_Set problem_
Report every line of the records below that contains the word "glove", treating uppercase and lowercase as different.

----- Data for processing -----

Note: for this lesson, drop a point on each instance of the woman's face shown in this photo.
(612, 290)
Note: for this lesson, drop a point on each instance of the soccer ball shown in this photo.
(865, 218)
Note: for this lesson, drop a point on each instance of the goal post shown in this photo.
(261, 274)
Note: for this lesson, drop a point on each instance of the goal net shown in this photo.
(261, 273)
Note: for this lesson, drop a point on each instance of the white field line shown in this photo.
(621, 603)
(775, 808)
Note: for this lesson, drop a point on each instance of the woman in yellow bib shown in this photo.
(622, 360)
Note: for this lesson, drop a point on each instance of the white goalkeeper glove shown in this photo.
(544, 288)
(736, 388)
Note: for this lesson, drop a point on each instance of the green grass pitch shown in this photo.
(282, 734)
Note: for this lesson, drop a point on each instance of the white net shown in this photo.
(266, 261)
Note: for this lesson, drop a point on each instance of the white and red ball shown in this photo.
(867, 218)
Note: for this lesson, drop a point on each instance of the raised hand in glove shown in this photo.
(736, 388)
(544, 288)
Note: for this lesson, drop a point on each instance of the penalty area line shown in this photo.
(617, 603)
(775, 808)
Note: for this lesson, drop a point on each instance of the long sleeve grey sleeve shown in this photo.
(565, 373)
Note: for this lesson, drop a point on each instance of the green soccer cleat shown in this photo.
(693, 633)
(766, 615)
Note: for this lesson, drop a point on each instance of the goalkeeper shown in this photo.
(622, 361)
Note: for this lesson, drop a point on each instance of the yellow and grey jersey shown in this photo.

-----
----- Data for processing -----

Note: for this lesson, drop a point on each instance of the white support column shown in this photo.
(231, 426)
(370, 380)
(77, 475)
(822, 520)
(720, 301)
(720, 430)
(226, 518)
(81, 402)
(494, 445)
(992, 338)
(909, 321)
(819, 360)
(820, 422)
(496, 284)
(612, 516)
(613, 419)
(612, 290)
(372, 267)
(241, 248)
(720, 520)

-----
----- Data for processing -----

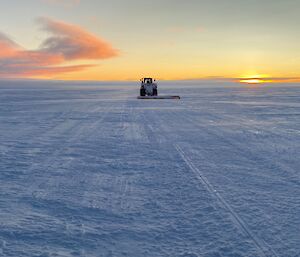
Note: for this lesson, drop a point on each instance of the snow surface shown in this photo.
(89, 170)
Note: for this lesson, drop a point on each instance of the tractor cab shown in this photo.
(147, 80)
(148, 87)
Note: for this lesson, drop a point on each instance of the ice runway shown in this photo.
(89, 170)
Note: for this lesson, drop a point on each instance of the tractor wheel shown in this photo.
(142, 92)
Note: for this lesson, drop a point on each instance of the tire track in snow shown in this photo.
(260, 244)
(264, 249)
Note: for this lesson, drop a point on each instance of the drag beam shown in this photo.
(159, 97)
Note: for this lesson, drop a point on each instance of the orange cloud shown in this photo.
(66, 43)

-----

_Finished answer_
Note: for this lesson, drop a point on each instance of the white goalkeeper glove shown in this photo.
Note: for this lesson, drop a point on each instance of the raised hand in glove shown in this photo.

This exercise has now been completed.